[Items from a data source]
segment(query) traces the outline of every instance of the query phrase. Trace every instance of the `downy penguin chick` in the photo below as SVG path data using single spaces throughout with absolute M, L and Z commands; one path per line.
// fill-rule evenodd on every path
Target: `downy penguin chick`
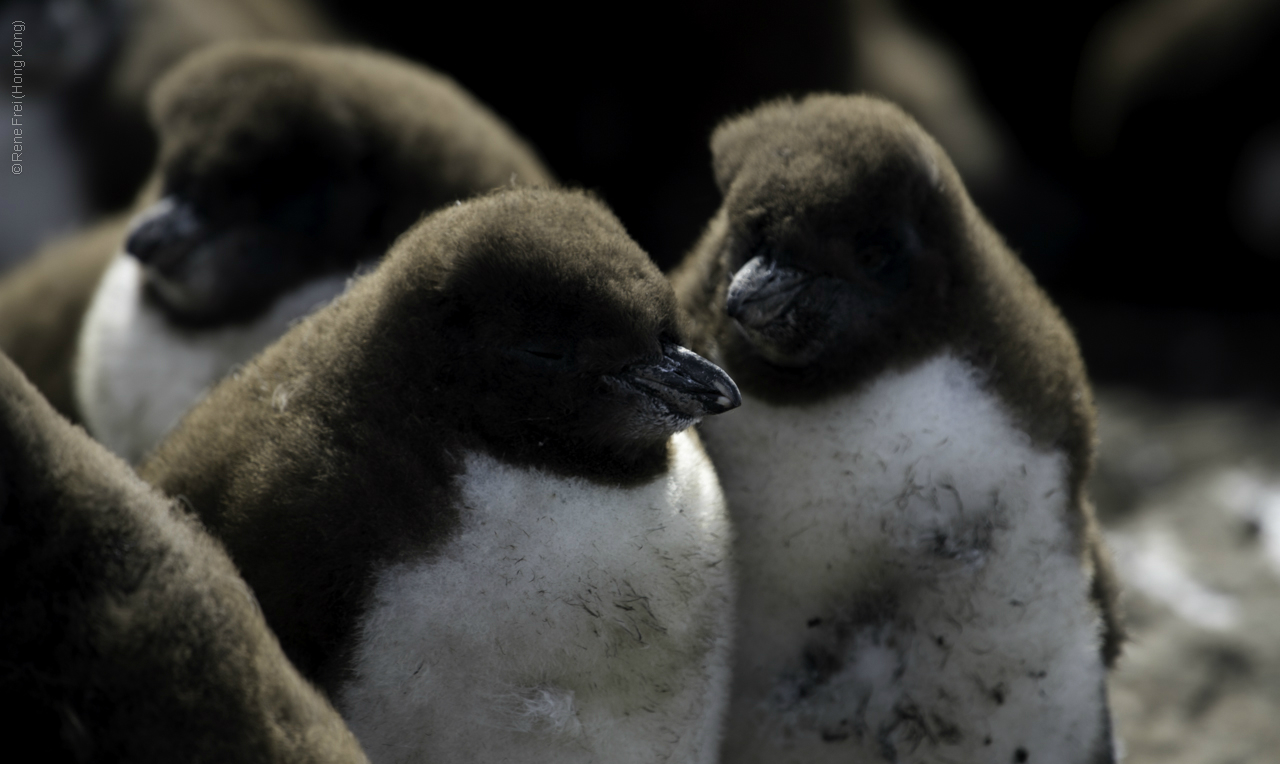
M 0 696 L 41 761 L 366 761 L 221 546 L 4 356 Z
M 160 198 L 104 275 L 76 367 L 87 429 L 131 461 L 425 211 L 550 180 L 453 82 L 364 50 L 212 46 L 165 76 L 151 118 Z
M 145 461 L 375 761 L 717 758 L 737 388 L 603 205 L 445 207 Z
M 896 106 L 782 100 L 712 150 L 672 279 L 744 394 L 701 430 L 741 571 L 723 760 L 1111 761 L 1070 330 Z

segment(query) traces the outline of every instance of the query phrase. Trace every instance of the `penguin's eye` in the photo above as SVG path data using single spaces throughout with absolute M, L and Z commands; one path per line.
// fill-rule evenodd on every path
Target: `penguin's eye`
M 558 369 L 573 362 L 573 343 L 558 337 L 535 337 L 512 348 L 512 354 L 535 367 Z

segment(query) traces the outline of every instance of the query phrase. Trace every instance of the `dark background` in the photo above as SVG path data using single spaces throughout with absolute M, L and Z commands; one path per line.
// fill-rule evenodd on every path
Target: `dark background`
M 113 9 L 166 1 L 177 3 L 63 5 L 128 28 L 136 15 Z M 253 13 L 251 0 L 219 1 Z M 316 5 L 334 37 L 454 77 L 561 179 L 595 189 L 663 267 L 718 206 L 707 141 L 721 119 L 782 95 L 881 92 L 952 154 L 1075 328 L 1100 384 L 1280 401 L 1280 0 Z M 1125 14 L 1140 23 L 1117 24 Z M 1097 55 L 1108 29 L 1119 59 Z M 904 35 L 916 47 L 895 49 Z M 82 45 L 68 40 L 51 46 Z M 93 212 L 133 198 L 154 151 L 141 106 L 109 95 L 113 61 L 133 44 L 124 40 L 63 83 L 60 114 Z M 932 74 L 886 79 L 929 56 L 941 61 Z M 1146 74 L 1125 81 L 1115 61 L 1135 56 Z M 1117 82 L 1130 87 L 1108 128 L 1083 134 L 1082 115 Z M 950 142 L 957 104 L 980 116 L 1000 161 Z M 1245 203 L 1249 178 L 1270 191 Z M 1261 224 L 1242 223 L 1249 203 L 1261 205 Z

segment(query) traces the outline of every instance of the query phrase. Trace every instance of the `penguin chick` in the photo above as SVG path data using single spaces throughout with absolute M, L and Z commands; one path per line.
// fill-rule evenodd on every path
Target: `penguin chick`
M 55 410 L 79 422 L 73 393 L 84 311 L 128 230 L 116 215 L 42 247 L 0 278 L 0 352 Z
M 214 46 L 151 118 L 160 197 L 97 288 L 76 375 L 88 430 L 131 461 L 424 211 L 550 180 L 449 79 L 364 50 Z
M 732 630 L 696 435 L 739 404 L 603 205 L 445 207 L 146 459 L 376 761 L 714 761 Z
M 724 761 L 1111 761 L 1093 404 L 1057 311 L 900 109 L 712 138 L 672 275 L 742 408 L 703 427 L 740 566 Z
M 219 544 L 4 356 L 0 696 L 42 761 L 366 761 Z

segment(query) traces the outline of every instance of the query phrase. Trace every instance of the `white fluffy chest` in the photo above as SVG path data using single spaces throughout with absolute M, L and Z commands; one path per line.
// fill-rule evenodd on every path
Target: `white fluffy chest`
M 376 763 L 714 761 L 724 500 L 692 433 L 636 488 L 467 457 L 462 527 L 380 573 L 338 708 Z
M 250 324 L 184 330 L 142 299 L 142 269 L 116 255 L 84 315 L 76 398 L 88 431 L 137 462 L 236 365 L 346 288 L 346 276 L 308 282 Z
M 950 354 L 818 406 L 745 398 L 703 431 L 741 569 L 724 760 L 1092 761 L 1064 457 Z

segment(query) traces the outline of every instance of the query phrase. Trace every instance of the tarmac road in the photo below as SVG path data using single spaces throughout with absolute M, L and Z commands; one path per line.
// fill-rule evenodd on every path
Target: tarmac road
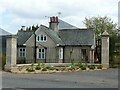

What is asked: Do not include pictures. Copy only the lines running from the line with "of the tarmac" through the last line of the records, exactly as they appear.

Response to the task:
segment(query) traces the outline of every instance of the query phrase. Trace every instance of the tarmac road in the photo below as SVG path data using single spaces throughout with absolute M, L and Z commands; one path per line.
// fill-rule evenodd on every path
Target: tarmac road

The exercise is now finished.